Tasks and exercises:
• 1. Please quote the passage on Ortega word for word, everything from "Celebrity activist Bianca" down to "for the elderly.".
• 2. In the passage on Ortega, what share of support did the FSLN have in the September CID-Gallup Latin America poll?
• 3. Decide whether each statement agrees with the passage on Ortega, and back each yes or no with the deciding words from it.
(a) Ortega lost elections in 1990, 1996 and 2001.
(b) Police stopped the pro-government group that broke up the pension rights demonstration.
(c) Bianca Jagger said Ortega has become an autocrat.

Document segment:
-=-=-

Ortega said that capitalism is in its "death throes" and the Bolivarian Alternative for the People of Our America (ALBA) is the most advanced, Christian and fairest project. Many accuse Ortega of building a family dynasty that they compare to the Somoza dictatorship, most notably by directing into their personal bank accounts all funds from ALBA.  Former member of the National Directorate of the FSLN and now National Assembly member of the MRS, Victor Hugo Tinoco, talks of a multi-million dollar resort and the enormous luxury Hotel Seminole that were bought with ALBA money.

Celebrity activist Bianca Jagger says of Ortega he “has become an autocrat. He has betrayed the aspirations of the people who fought so long and hard to free Nicaragua from the Somoza regime.”

His traditional caudillo style of leadership – a political strongman with a paternalistic but close relationship with the grassroots – has generated loyalty to him as a party figurehead and a sense that he is strong and powerful enough to get things done. But there are concerns that he and his government are growing more intolerant of criticism. Many were alarmed in June when the police stood idly by as a group of pro-government supporters violently broke up a demonstration in support of pension rights for the elderly.

Ortega has proved himself a political survivor. He took power after the Somoza dictatorship was toppled in 1979 and oversaw a government that introduced popular programmes for education, health and poverty alleviation. Despite losing elections in 1990, 1996 and 2001, he remained leader of his party and bounced back from several setbacks to secure another victory for the FSLN in 2007. Ortega remains popular. According to a CID-Gallup Latin America poll conducted in September, the FSLN was the most popular party on 52%, a long way ahead of any other parties. Free education, free healthcare and programs to improve homes have been gratefully received and for many people their continuation is a more immediate concern than constitutional reform.

Opponents say Ortega is repeating the mistakes of past leaders who ignored criticism and steadily built personal power. "With these constitutional reforms we're taking Nicaragua into another cycle of the violence we already know. Somoza did that and we know where he ended up," Eliseo Nuñez, an Independent Liberal party parliamentary representative, told Envio magazine. Critics said the state was being militarised and Ortega was strengthening his grip on power at the expense of neutral institutions and democratic opposition. The former Sandinista comandante Hugo Torres told the Guardian the army's efforts to professionalise could be undermined, leading it to become a repressive body at the service of the government.
"Ortega is attracting the army, flattering it through this reform by giving it a greater scope of action, allowing it more prerogatives, allowing it to interfere in the civil sphere," he said.

-=-=-

Study material:
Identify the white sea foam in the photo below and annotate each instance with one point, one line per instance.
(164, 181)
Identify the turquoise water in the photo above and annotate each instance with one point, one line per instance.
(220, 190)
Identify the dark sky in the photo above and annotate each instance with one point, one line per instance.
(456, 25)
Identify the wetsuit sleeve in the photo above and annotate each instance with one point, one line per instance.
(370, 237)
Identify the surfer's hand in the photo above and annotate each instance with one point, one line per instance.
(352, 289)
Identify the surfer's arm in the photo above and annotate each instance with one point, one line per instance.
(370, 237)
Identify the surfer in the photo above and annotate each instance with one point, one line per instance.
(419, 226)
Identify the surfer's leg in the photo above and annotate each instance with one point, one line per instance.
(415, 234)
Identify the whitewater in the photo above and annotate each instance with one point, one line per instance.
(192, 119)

-=-=-

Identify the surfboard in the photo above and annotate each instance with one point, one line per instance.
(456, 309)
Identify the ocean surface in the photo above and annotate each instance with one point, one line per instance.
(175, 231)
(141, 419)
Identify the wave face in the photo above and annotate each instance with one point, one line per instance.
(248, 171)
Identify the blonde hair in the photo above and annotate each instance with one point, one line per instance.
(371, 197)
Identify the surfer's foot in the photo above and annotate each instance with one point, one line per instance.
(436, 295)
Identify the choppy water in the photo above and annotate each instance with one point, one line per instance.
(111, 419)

-=-=-

Your written answers:
• 1.
Celebrity activist Bianca Jagger says of Ortega he “has become an autocrat. He has betrayed the aspirations of the people who fought so long and hard to free Nicaragua from the Somoza regime.”

His traditional caudillo style of leadership – a political strongman with a paternalistic but close relationship with the grassroots – has generated loyalty to him as a party figurehead and a sense that he is strong and powerful enough to get things done. But there are concerns that he and his government are growing more intolerant of criticism. Many were alarmed in June when the police stood idly by as a group of pro-government supporters violently broke up a demonstration in support of pension rights for the elderly.

• 2. 52%, making it the most popular party.

• 3.
(a) Yes: "Despite losing elections in 1990, 1996 and 2001"
(b) No: "the police stood idly by as a group of pro-government supporters violently broke up a demonstration"
(c) Yes: "has become an autocrat"